> **Exercise prompt**
An exact copy of the listing is required.

> **Records shown**
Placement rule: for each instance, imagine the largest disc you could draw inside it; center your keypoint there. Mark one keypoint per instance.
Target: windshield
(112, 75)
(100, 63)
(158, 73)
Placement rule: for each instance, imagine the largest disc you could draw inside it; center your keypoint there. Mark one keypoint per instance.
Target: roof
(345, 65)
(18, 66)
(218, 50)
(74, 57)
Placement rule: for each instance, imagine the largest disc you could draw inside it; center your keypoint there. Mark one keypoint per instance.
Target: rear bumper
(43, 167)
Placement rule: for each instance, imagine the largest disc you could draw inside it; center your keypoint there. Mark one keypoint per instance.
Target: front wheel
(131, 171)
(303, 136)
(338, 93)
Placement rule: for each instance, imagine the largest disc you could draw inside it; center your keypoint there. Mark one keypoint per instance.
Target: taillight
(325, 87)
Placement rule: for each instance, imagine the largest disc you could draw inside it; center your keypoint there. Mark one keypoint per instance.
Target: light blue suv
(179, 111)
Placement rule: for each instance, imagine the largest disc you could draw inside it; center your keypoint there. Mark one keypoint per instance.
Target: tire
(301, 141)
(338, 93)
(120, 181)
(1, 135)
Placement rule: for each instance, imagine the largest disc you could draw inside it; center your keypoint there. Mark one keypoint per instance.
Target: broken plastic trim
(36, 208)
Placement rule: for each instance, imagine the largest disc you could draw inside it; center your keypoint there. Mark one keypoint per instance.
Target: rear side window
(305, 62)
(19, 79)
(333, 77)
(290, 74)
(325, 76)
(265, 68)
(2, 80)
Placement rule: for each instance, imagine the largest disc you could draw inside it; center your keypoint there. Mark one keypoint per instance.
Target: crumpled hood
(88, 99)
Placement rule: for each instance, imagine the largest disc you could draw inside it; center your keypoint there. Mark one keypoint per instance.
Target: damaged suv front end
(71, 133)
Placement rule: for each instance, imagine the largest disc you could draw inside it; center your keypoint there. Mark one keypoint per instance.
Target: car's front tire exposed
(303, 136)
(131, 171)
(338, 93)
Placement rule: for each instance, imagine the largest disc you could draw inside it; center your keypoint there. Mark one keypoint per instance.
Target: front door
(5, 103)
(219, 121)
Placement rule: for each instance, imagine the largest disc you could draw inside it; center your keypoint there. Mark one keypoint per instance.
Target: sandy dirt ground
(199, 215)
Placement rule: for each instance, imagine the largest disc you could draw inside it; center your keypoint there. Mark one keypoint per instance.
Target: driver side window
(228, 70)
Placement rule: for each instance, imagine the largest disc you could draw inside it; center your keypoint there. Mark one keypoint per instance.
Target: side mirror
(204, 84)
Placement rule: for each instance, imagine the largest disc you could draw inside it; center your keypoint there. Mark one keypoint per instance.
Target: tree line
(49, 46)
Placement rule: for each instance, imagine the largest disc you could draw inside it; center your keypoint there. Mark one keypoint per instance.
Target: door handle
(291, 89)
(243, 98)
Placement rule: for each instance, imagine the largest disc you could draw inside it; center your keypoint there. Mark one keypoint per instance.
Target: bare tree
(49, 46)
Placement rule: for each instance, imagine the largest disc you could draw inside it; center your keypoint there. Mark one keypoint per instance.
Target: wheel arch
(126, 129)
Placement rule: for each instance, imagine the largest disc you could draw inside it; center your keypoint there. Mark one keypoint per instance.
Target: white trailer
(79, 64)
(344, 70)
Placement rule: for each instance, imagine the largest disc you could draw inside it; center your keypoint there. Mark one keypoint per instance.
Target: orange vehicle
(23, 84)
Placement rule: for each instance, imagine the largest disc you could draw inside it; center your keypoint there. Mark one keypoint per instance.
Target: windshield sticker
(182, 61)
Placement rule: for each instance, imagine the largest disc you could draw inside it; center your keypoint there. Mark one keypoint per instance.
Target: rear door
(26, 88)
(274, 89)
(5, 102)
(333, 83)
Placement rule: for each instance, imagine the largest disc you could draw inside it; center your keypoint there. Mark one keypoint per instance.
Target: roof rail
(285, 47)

> **Written answer**
Placement rule: for each instance, imagine the largest disc you could draw inside it; center your keypoint there. Mark one keypoint per instance.
Target: windshield
(112, 75)
(100, 63)
(158, 73)
Placement rule: for each instance, imagine the largest disc you could draw inside it; center your keypoint there. Mark one keypoint per instance.
Target: roof
(345, 65)
(18, 66)
(218, 50)
(74, 57)
Placement rule: for each instance, imagine the largest disc you could draw inside it; center your keypoint there. Mark one keypoint per instance.
Target: rear bumper
(43, 167)
Placement rule: for each instance, imagine the largest disc you could draw inside it; center your keypoint there. Mark one keypoint per instance.
Target: front wheel
(131, 171)
(303, 136)
(338, 93)
Placement rule: for each instance, imagine the largest disc you could draw inside it; center your keypoint there. Mark one keypoint per instance.
Target: taillight
(325, 87)
Placement rule: for each instance, imagine the largest disc you could draw inside it; center your keypoint there. Mark one keypoint per instance.
Target: light blue suv
(179, 111)
Placement rule: for each instance, imagine the largest disc you could draw inside it; center your keypoint there. Mark one keypoint per instance.
Target: tire
(301, 141)
(338, 93)
(120, 181)
(1, 135)
Placement rule: for each instance, imagine the largest disc you could draw inside it; center your keypoint there. Mark one keypoint per instance.
Target: broken plastic trim
(36, 208)
Placement rule: for each instance, imagine the largest disc you could draw inside it; center your keypoint there. Mark one keypoint per instance.
Target: rear side window
(305, 62)
(19, 79)
(333, 77)
(290, 74)
(325, 76)
(265, 68)
(2, 80)
Placement rule: for each instance, imagine the largest disc you could draw inside it; center your keypoint there. Mark one keypoint per instance.
Target: crumpled hood
(88, 99)
Placement rule: for each instance, imagine the largest disc you could draw inside it; center your keypoint there. Mark one keypoint per instance.
Target: damaged suv front end
(71, 133)
Placement rule: for each instance, imagine the largest disc you could draw inside it; center your keypoint there. Mark one keypoint per instance.
Target: car's front tire exposed
(303, 136)
(131, 171)
(338, 93)
Placement rule: for each instance, imagine the largest disc you could draw inside it; center your keypoint there. Mark one keypoint per instance.
Target: front door
(5, 103)
(219, 121)
Placement rule: for each instance, imagine the largest disc you could draw inside it; center your keypoint there. Mark one keypoint per instance.
Target: sandy dirt ground
(199, 215)
Placement rule: for each instance, imagine the largest disc you could draw inside it; center your keypoint there. Mark one keypoint per instance.
Target: driver side window
(228, 70)
Placement rule: for each instance, imagine the largest disc you could draw inside it; center your keypoint there. Mark one keypoint per instance.
Target: side mirror
(204, 84)
Placement rule: for each instance, imagine the largest disc you could draw inside it; center your keypoint there. Mark one keypoint per instance.
Target: tree line
(49, 46)
Placement rule: for each instance, imagine the largest disc you could draw inside it; center your keypoint there. Mark one keypoint per instance.
Target: door handle
(291, 89)
(243, 98)
Placement rule: for each instance, imagine the largest disc you could draw inside it; center your keypoint there. Mark one keypoint per instance.
Target: bare tree
(49, 46)
Placement rule: for each instance, imagine the largest disc you could draw inside it; center your keypoint there. Mark one keypoint per instance.
Target: wheel arch
(126, 129)
Placement rule: for each instance, imagine the largest disc you could draw inside it; center your keypoint there. Mark one keypoint per instance.
Target: white trailer
(79, 64)
(344, 70)
Placement rule: for each instance, imagine the largest disc you could draw inside it; center your keypoint there. Mark one keypoint per instance.
Target: orange vehicle
(23, 84)
Placement rule: for each instance, imagine the largest disc you could draw inside it; center your keypoint there. Mark one keypoint per instance.
Target: windshield sticker
(182, 61)
Placement rule: for each instance, imagine the largest disc you could draw inside it; center your keypoint there. Mark one keypoint per instance.
Target: rear door
(26, 88)
(274, 89)
(5, 102)
(333, 83)
Placement rule: for each instance, imagine the largest disc you could draw inside it; center your keypoint there. Mark one keypoint per instance.
Target: roof rail
(285, 47)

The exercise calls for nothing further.